De ce point de vue, le « système » tant décrié par les manifestants et manifestantes algérien-n-es tente de se maintenir en partant de sa matrice constitutionnelle qui lui sert de support politique et idéologique. La revendication d’un gouvernement provisoire qui organise une élection présidentielle, comme nous l’avons souligné plus haut, se situe sur le terrain d’un réformisme radical. Ce sont des forces politiques d’opposition, essentiellement néolibérales et oligarchiques, qui demandent la mise en parenthèse de l’actuelle Constitution pour la reprendre dès qu’un président sera élu puis la réformer au besoin. Elles refusent, de ce fait, toute rupture révolutionnaire avec ce « système ». Elles rejettent le mot d’ordre d’Assemblée constituante sous divers prétextes, notamment celui de la lenteur du processus constituant qui ouvrirait une brèche à une « main étrangère » ou à une « barbarie islamiste ». En réalité, ce rejet consiste à éviter tout débat large et transparent avec toutes les composantes de la société sur le « système » tant décrié.
C’est ici ou réside le caractère révolutionnaire du mot d’ordre d’une Assemblée constituante souveraine. Car il ouvre la voie, dans ces conditions, vers un changement radical et réellement démocratique du « système ».
La démocratie, une construction permanente
D’autres voix considèrent qu’il ne sert rien de formuler des alternatives politiques transitoires, ni grève générale et encore moins une Assemblée constituante tant que les marcheurs n’ont pas encore formulé clairement un programme de remise en cause de l’ordre social actuel, s’ils ne sont pas organisés en pouvoir révolutionnaire alternatif. Le moment n’est pas propice pour un quelconque changement démocratique ou révolutionnaire, nous disent ces voix. Il faudrait alors attendre la construction de ce parti d’avant garde qui dirigerait les masses vers la prise de pouvoir. Entre-temps, il faudrait se mettre sur une posture revendicative : La revendication des libertés démocratiques, économiques et syndicales auprès d’un pouvoir de fait. Autrement dit, il s’agit, selon cette lecture, de demander aux millions de manifestant.es de renoncer à leurs revendications politiques, se mettre derrière les réformistes ou rester en dehors de l’histoire réelle qui se déroule devant nous.
═══
▶ Consigne 1: Selon le texte, quel mot d'ordre les forces politiques d'opposition rejettent-elles sous divers prétextes ?

[Données enregistrées]
═══
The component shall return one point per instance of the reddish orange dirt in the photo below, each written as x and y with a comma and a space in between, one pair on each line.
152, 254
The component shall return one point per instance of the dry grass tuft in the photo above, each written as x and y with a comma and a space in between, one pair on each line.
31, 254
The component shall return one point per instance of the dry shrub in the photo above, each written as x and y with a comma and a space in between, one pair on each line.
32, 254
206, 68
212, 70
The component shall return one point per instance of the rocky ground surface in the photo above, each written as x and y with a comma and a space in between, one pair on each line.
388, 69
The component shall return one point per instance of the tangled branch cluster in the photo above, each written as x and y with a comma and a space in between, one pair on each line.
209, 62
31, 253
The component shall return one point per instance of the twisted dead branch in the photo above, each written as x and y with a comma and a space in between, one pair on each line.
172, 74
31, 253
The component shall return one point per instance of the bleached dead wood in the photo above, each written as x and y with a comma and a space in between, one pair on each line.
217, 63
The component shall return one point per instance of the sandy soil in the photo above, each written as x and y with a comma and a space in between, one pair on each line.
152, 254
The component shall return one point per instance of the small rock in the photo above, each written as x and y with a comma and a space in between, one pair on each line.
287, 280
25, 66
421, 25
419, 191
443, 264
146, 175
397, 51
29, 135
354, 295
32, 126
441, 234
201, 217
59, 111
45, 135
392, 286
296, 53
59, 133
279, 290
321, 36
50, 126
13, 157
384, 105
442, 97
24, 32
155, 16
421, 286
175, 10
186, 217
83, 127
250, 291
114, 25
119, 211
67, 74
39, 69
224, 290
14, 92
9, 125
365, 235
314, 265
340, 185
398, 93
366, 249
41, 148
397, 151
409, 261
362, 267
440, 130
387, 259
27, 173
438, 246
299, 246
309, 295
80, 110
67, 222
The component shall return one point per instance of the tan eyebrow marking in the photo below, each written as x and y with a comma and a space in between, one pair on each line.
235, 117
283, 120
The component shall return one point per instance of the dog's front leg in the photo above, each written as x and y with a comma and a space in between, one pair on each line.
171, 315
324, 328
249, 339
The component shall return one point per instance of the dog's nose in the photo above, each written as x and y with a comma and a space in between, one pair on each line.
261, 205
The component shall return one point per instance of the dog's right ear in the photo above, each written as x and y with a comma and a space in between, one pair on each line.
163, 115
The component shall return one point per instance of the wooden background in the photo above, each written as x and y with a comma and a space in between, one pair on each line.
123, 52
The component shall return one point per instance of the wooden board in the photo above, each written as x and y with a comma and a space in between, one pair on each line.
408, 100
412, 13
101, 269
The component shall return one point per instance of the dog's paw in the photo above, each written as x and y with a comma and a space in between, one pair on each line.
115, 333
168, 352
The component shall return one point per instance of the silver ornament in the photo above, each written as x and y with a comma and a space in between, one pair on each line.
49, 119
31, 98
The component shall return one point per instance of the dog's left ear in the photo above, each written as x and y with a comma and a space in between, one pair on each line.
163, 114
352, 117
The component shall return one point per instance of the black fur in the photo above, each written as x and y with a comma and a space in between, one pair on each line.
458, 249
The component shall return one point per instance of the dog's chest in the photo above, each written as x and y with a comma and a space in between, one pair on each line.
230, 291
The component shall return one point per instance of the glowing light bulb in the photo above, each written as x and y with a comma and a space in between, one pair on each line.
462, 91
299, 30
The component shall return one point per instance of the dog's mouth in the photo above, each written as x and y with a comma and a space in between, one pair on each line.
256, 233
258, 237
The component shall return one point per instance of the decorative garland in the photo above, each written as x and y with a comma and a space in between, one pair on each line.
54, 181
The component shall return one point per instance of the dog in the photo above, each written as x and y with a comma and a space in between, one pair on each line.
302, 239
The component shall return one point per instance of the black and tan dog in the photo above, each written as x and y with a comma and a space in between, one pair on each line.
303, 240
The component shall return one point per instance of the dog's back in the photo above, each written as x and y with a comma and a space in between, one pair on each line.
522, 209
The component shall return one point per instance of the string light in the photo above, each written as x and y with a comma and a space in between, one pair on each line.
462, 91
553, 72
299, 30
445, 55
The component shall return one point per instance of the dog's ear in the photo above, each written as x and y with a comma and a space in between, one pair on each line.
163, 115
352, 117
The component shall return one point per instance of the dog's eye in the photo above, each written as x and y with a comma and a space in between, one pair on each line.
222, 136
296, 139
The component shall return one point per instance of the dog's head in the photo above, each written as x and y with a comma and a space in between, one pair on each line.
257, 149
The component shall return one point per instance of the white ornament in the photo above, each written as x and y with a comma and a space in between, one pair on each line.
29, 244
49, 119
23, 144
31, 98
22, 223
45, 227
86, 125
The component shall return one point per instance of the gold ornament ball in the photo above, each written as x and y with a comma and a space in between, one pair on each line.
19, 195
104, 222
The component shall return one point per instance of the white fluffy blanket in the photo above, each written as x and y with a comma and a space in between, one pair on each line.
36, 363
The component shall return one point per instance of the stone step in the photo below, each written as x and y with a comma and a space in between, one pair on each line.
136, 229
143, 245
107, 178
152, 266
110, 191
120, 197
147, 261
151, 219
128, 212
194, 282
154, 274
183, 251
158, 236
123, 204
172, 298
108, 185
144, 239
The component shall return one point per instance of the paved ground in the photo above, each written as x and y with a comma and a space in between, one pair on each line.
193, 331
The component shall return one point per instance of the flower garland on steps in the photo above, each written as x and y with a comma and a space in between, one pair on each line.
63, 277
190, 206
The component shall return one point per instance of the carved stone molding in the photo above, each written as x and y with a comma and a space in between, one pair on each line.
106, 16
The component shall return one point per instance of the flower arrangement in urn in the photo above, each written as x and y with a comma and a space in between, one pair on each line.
═══
▶ Consigne 2: Repérez chaque ligne des entrées qui contient le mot « steps » et recopiez-la.

▶ Corrigé 1: Elles rejettent le mot d'ordre d'Assemblée constituante.

▶ Corrigé 2:
The component shall return one point per instance of the flower garland on steps in the photo above, each written as x and y with a comma and a space in between, one pair on each line.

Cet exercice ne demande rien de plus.